* _EXCERPT TO READ_:
───
2006-10-23

Kick 'em when they're down...

Four years ago at about this time, the Democrats were looking forward to making gains in Congress. Sure, they didn't have a platform and much of their leadership was grating on the ear, but tbey were against Bush in every politically safe way they could be.

Lo and behold, the first Tuesday after the First Monday in November came along and the gains that they were expecting somehow failed to materialize. What lesson did they gleam from this situation? Well, in the House, they did get rid of the Minority Leader, Dick Gephardt, blaming his ineffective leadershipp as the reason that they had such a disappointing election. After this bloodless coup dispensing of their leader, the House Democrats were left with a choice to fill the void of leadership- they could get a mock-moderate who could actually be reasonable in the guise of Harold Ford of Tennessee, or go for the loony leftists by picking Nancy Pelosi for their top position. Choosing Pelosi just seemed to be a sign that the Democrats weren't a mainstream party any longer, and that they did not feel the need to bring alternative ideas to the table.

Two years later, after a close presidential election, the Democrats still did not have control of the Senate. (This is probably as good a place as any to point out that one of the front-runners in the race for the Democratic Presidential Nomination was Dick Gephardt. What kind of thought process leads a person who was forced out of his leadership position because he was ineffective at motivating a group that was at least nominally in agreement with him into believing that he was the man to ascend to the Presidency, a job that requires the cobbling together of coalitions with those whose interests are usually at odds with your own? When Gephardt was replaced as House Minoity Leader, most rational societies would have seen that as a big-time signal that a run at the Presidency should be out of the question, but Gephardt, and many Democrat pundits, took the fact that he was found incompetant as a leader to be a great good fortune because it meant he could take more time to campaign.)

Back on topic- Here we find ourselves in the autumn of 2006, and the Democrats are looking forward to taking over control of the House and possibly the Senate too. The word on the street all summer has been that the Democrats would be taking over in December, and the buzz is all around the internet to talk radio to cable news that the Dems are going to have a good year. James Carville, the Democrat pundit and campaigner, has said that if the Dems don't take over Congress in this current environment, then they might as well fold up their tent as a party. (I guess that he forgot the stupid phrase he coined about the economy.) Charles Rangall of New York has stated that he would resign if the Dems don't take the House. But what if...
───
* _DATASET RECORDS_:
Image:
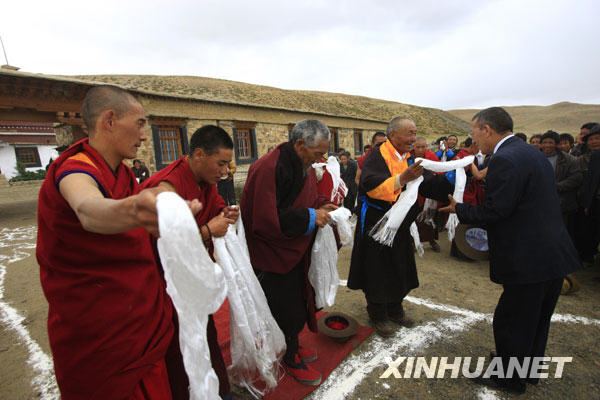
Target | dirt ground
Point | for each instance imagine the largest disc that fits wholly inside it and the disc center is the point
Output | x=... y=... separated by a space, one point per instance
───
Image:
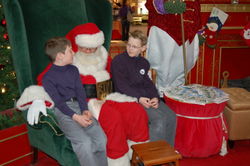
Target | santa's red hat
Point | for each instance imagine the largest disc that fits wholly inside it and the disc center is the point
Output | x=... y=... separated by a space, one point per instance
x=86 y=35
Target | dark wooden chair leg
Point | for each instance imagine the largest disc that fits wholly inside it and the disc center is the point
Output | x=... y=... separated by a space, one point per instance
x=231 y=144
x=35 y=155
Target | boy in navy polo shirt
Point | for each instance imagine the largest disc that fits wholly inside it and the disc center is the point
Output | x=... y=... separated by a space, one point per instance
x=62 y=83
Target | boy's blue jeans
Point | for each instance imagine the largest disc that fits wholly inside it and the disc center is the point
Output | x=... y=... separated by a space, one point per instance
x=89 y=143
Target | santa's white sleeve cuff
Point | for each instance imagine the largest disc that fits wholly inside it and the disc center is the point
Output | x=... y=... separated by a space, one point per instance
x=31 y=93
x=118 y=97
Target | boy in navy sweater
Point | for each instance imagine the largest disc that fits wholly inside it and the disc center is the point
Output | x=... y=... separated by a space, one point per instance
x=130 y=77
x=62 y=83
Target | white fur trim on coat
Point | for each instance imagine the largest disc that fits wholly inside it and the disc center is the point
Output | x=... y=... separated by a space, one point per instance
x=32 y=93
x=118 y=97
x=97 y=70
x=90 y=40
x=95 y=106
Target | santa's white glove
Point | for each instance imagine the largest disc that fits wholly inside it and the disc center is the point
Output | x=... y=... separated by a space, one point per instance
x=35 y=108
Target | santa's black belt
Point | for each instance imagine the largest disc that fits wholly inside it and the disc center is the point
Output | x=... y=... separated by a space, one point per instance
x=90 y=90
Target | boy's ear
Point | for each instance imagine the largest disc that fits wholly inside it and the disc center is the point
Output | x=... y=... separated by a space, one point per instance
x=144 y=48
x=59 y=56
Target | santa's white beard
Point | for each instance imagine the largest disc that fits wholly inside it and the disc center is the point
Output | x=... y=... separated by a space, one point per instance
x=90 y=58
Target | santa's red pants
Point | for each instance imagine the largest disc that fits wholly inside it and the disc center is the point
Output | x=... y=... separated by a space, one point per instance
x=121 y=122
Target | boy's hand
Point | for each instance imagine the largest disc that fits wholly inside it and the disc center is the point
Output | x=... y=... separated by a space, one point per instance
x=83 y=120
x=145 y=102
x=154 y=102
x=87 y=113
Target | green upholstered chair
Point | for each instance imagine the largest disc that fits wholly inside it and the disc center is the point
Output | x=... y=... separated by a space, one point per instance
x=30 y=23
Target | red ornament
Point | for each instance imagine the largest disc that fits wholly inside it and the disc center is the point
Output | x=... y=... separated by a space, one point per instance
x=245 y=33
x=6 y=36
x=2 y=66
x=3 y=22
───
* _REQUIRED TASK 1_:
In the post on the Democrats' election hopes, what did James Carville say would happen if the Democrats don't take over Congress in the current environment?
* _REQUIRED TASK 2_:
Using the post on the Democrats' election hopes, explain why the House Democrats got rid of their Minority Leader after the elections four years earlier.
* _REQUIRED TASK 3_:
From the post on the Democrats' election hopes, write out the passage from "Lo and behold, the" up to and including "to the table.".
The lines above have no connection to the post on the Democrats' election hopes.

* _WRITTEN RESPONSE 1_:
He said they might as well fold up their tent as a party.

* _WRITTEN RESPONSE 2_:
The expected gains failed to materialize, and the House Democrats blamed Minority Leader Dick Gephardt's ineffective leadership for the disappointing election. So they removed him from his leadership position.

* _WRITTEN RESPONSE 3_:
Lo and behold, the first Tuesday after the First Monday in November came along and the gains that they were expecting somehow failed to materialize. What lesson did they gleam from this situation? Well, in the House, they did get rid of the Minority Leader, Dick Gephardt, blaming his ineffective leadershipp as the reason that they had such a disappointing election. After this bloodless coup dispensing of their leader, the House Democrats were left with a choice to fill the void of leadership- they could get a mock-moderate who could actually be reasonable in the guise of Harold Ford of Tennessee, or go for the loony leftists by picking Nancy Pelosi for their top position. Choosing Pelosi just seemed to be a sign that the Democrats weren't a mainstream party any longer, and that they did not feel the need to bring alternative ideas to the table.